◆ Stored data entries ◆
┄┄┄┄┄┄┄┄┄┄
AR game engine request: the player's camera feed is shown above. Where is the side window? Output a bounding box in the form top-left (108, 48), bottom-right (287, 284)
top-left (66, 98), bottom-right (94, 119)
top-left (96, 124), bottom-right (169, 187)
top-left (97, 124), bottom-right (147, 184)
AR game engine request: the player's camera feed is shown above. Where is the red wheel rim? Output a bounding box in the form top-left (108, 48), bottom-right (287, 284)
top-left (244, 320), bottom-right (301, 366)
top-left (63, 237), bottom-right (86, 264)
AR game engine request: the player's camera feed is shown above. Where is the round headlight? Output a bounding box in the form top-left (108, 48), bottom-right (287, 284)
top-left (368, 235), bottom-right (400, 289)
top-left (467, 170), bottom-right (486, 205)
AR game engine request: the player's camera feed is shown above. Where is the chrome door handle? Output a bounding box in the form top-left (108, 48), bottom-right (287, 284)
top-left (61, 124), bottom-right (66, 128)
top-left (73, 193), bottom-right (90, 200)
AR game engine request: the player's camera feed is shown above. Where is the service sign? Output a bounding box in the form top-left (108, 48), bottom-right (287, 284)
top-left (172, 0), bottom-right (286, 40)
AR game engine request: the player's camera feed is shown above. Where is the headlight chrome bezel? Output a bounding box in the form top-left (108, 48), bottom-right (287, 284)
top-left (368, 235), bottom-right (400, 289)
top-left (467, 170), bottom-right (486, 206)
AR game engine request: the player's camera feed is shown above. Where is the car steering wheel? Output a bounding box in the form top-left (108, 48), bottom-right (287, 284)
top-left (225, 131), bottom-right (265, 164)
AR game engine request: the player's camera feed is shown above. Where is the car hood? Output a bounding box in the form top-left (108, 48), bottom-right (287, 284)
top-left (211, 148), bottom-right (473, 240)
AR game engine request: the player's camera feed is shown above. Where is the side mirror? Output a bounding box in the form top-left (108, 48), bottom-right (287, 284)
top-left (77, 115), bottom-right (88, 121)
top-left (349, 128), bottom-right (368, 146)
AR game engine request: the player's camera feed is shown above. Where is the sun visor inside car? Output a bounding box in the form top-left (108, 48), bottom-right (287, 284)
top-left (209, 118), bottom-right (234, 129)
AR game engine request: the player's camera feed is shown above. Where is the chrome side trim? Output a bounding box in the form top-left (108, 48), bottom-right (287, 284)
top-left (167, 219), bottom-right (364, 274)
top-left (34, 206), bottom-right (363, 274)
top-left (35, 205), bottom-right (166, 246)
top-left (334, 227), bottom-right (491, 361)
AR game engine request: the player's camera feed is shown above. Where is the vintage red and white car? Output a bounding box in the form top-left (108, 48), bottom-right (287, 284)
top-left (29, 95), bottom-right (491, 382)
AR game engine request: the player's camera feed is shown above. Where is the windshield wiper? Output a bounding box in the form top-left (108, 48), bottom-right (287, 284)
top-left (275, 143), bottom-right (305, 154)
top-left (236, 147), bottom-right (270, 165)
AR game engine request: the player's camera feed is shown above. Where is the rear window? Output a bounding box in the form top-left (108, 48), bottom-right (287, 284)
┄┄┄┄┄┄┄┄┄┄
◆ Task item ◆
Output the records in full. Keep every character as it is.

◆ Answer area ◆
AR game engine request: the player's camera feed is shown above. Where is the side window? Output a bounding box in the form top-left (108, 48), bottom-right (287, 284)
top-left (66, 98), bottom-right (94, 119)
top-left (96, 124), bottom-right (169, 187)
top-left (97, 124), bottom-right (147, 184)
AR game engine request: the player's camera feed is shown above. Where is the red wheel rim? Output a bounding box in the form top-left (108, 48), bottom-right (287, 284)
top-left (244, 320), bottom-right (301, 366)
top-left (63, 237), bottom-right (86, 264)
AR game engine request: the player's camera feed is shown above. Where is the round headlight? Output a bounding box in the form top-left (108, 48), bottom-right (287, 284)
top-left (368, 235), bottom-right (400, 289)
top-left (467, 170), bottom-right (486, 205)
AR game engine request: the player's camera feed is shown above. Where is the chrome door handle? Output a bounding box in the form top-left (108, 48), bottom-right (287, 284)
top-left (61, 124), bottom-right (66, 128)
top-left (73, 193), bottom-right (90, 200)
AR game engine request: the player's camera feed is shown above. Where is the service sign? Output a bounding box in the form top-left (108, 48), bottom-right (287, 284)
top-left (172, 0), bottom-right (286, 40)
AR game engine request: the player's camera feed is shown above. Where is the headlight chrome bezel? Output a bounding box in the form top-left (108, 48), bottom-right (287, 284)
top-left (368, 235), bottom-right (400, 289)
top-left (467, 170), bottom-right (486, 206)
AR game engine request: the player's camera feed is shown above. Where is the car steering wheel? Output a bounding box in the form top-left (108, 48), bottom-right (287, 284)
top-left (225, 131), bottom-right (265, 164)
AR game engine request: the player's camera feed is shown above. Where is the car hood? Output a bounding box in the form top-left (108, 48), bottom-right (287, 284)
top-left (211, 148), bottom-right (473, 240)
AR game engine request: the player's camera feed is shown above. Where is the side mirror? Output a bounding box in the form top-left (108, 48), bottom-right (287, 284)
top-left (77, 115), bottom-right (88, 121)
top-left (349, 128), bottom-right (368, 146)
AR game engine request: the player's camera feed is shown above. Where is the sun visor inside car? Output a bounding box in the form top-left (108, 48), bottom-right (287, 284)
top-left (209, 118), bottom-right (234, 129)
AR game engine request: the player's camera feed is shown above. Where is the chrome side trim? Output a bounding box in the form top-left (108, 48), bottom-right (287, 284)
top-left (167, 219), bottom-right (364, 274)
top-left (34, 206), bottom-right (363, 274)
top-left (35, 205), bottom-right (166, 246)
top-left (334, 227), bottom-right (491, 361)
AR game engine request: the player's camera feed is shown above. Where is the vintage red and white car? Output a bounding box in the form top-left (108, 48), bottom-right (287, 284)
top-left (29, 95), bottom-right (491, 382)
AR game engine request: the player's camera feed is shown above. Where is the windshield wiper? Output a bounding box in the form top-left (108, 48), bottom-right (287, 284)
top-left (275, 143), bottom-right (305, 154)
top-left (236, 147), bottom-right (270, 165)
AR game engine request: the player's camera feed is shown above. Where is the rear window? Output a bounding box in the form top-left (108, 48), bottom-right (287, 284)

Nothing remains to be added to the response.